* TEXTO DE LECTURA
◆ ◆ ◆ ◆ ◆ ◆ ◆
Asistimos desde hace años a una realidad incontestable: el turismo masivo ocupa en muchas ciudades un espacio del que se ha incentivado a salir a residentes permanentes tradicionales por la simple aplicación de la oferta y la demanda del mercado turístico y de ocio. No se trata de limitar el debate a la defensa de un hipotético derecho a vivir junto a la Sagrada Familia en Barcelona o frente a la Puerta del Sol en Madrid, contrapuesto a la libertad del propietario a considerar la oferta de alquiler turístico de su inmueble de manera intensiva. Hablamos realmente de un modelo económico reciente y de fuerte impacto social en determinadas áreas, sobre todo urbanas, de aquellas grandes ciudades que ofrecen un alto atractivo turístico a nivel global.
En este debate, en el que deberían incidir la investigación y la propuesta de soluciones y alternativas al problema, habrían de estar las Administraciones públicas con competencias en la materia, de manera coordinada y eficaz. Porque el problema existe y es identificable de manera unánime en cuanto a sus síntomas y consecuencias en cualquier ciudad que se analice: deterioro de espacios urbanos, disminución de la calidad de vida y ambiental en los mismos, reducción y encarecimiento de productos y servicios, saturación y colapso de infraestructuras urbanas, y hasta afección a la convivencia vecinal.
◆ ◆ ◆ ◆ ◆ ◆ ◆
* LISTA DE ACTIVIDADES
1. Indique si cada una de las afirmaciones siguientes concuerda con el texto sobre el turismo masivo. Responda sí o no y cite literalmente las palabras del texto que lo deciden.
(a) El debate se limita a defender el derecho a vivir junto a la Sagrada Familia en Barcelona.
(b) Entre las consecuencias del problema figura la saturación de las infraestructuras urbanas.
(c) Las Administraciones públicas competentes deberían participar en el debate de manera coordinada.
2. Prosiga el texto sobre el turismo masivo a partir de su última oración.

* MATERIAL DISPONIBLE
◆ ◆ ◆ ◆ ◆ ◆ ◆
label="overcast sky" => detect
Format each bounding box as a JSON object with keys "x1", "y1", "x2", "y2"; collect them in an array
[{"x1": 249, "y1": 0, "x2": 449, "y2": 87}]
◆ ◆ ◆ ◆ ◆ ◆ ◆
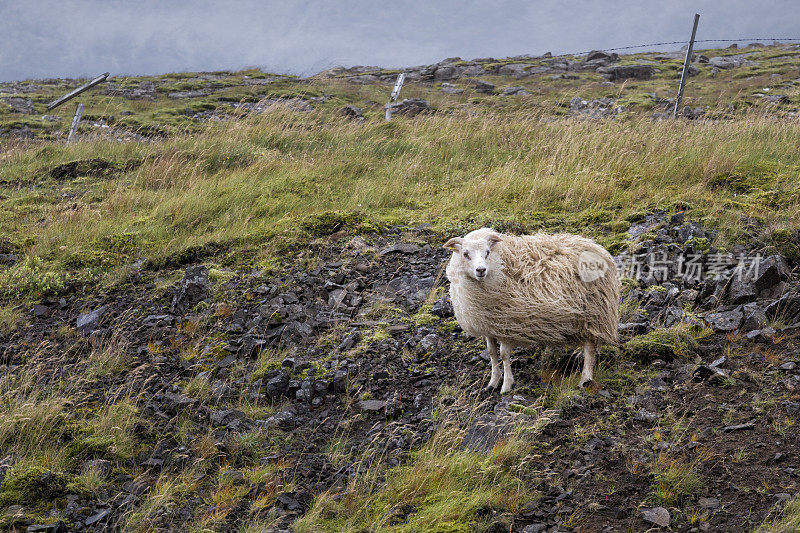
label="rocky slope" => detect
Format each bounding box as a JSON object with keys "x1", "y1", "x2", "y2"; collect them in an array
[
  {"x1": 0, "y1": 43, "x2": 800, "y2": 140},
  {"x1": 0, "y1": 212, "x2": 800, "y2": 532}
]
◆ ◆ ◆ ◆ ◆ ◆ ◆
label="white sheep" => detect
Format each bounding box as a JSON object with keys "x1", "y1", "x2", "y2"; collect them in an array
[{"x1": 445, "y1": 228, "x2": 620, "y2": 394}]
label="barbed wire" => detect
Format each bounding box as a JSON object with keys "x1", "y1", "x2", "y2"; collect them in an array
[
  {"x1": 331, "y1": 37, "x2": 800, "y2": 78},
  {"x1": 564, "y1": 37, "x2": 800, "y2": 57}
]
◆ ◆ ◆ ◆ ◆ ◆ ◆
* RESULTADOS POR ACTIVIDAD
1.
(a) No: «No se trata de limitar el debate a la defensa de un hipotético derecho a vivir junto a la Sagrada Familia en Barcelona».
(b) Sí: «saturación y colapso de infraestructuras urbanas».
(c) Sí: «habrían de estar las Administraciones públicas con competencias en la materia, de manera coordinada y eficaz».

2.
Frente a las alternativas de control, se opone la libertad del titular de un inmueble para decidir sobre sus modos de uso y disfrute, siendo uno de ellos el arrendamiento intensivo con fines turísticos, lo que hace entrar en juego a la libertad de empresa. Pero no solo eso, dado que históricamente en el caso de España el turismo ha sido un motor económico y de desarrollo principal, con una aportación de cerca del 13% al PIB nacional en 2023. Es más, el muy denostado efecto de la gentrificación ha podido suponer en muchos casos la recuperación urbana y social de determinadas áreas fuertemente deprimidas.
Sin embargo, cabe plantearse si no debiéramos asumir como normal y adecuado, además de oportuno —como sucede con otras actividades mercantiles privadas como el urbanismo—, un control regulado de un mercado como el del alquiler intensivo vacacional, altamente imperfecto a la vista de los relevantes fallos de índole social pese a nacer de la economía colaborativa y potenciado gracias a las nuevas tecnologías. Nada mejor para ello que acudir a la previsión de la función social de la propiedad del art. 33.2 de la Constitución, sin complejos ni dogmas pro- o anticapitalistas, sino para garantizar un mercado equilibrado y sostenible que no termine autodevorándose.